##### Source data #####

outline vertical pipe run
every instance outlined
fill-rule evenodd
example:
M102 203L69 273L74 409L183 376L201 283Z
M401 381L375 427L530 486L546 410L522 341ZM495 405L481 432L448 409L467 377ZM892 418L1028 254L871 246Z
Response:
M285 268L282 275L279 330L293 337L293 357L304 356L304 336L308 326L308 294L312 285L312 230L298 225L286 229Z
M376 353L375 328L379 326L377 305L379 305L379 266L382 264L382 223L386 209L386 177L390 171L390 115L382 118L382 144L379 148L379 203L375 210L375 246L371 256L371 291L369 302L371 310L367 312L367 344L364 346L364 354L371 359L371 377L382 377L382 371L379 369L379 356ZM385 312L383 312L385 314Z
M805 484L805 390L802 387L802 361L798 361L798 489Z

#####

● Job
Reproduce every line of the material above without changing any character.

● Solution
outline vertical pipe run
every instance outlined
fill-rule evenodd
example:
M102 203L69 273L74 409L183 376L201 283Z
M401 381L375 427L530 486L546 410L522 341ZM495 405L481 432L448 409L467 377ZM892 418L1028 254L871 246Z
Response:
M285 268L282 275L279 330L293 337L293 357L304 356L304 336L308 326L308 294L312 285L312 230L298 225L286 229Z
M376 353L375 328L379 326L377 305L379 305L379 266L382 264L382 223L386 209L386 177L390 171L390 115L382 118L382 144L379 148L379 203L375 210L375 246L371 256L371 291L369 302L371 310L367 312L367 344L364 346L364 354L371 359L371 377L382 377L382 371L379 369L379 356ZM385 312L383 312L385 314Z
M805 484L805 390L802 387L802 361L798 361L798 489Z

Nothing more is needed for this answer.